ASSIGNED TASK: The result should be an exact copy of only the lines from the one holding "Place a dot on every instance of the hazy" through the last line of the data below, please, without pictures.

[Image point grounding data]
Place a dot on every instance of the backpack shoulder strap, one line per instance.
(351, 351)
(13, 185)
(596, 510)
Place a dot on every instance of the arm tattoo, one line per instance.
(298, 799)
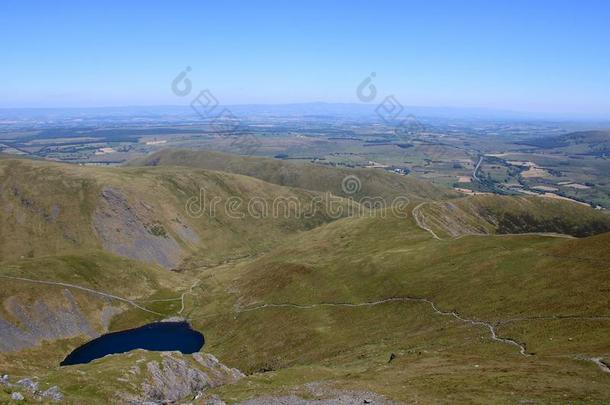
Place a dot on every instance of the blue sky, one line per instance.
(546, 56)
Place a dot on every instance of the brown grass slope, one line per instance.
(491, 214)
(548, 293)
(374, 183)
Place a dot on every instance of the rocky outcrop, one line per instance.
(42, 321)
(177, 377)
(133, 231)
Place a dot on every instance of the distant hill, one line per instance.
(373, 182)
(591, 142)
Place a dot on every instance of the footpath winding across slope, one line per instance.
(476, 322)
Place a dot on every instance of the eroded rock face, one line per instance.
(41, 321)
(132, 231)
(177, 377)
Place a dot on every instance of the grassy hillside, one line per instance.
(165, 215)
(373, 182)
(491, 214)
(373, 303)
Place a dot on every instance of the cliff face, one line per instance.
(29, 324)
(176, 377)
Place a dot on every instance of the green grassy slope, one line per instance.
(374, 183)
(487, 214)
(499, 280)
(141, 213)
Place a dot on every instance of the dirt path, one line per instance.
(89, 290)
(488, 325)
(420, 220)
(184, 294)
(600, 363)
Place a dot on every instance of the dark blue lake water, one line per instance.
(159, 336)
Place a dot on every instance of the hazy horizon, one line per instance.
(552, 59)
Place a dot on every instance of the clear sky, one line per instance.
(547, 56)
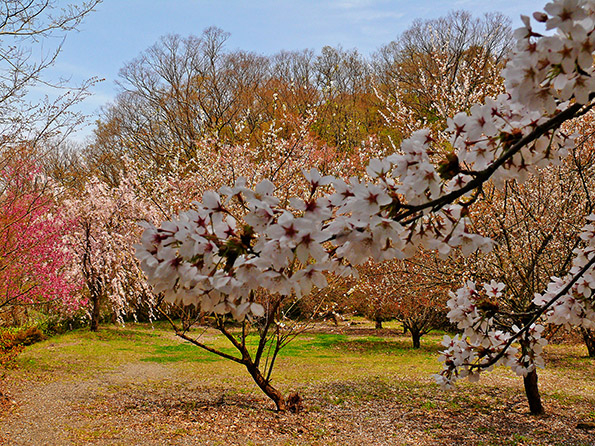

YOUR RESPONSE:
Place a dot on every instance of the hazy horizon, one line per instance.
(552, 59)
Place a dot on every instance of the clear sky, one line per instance.
(547, 56)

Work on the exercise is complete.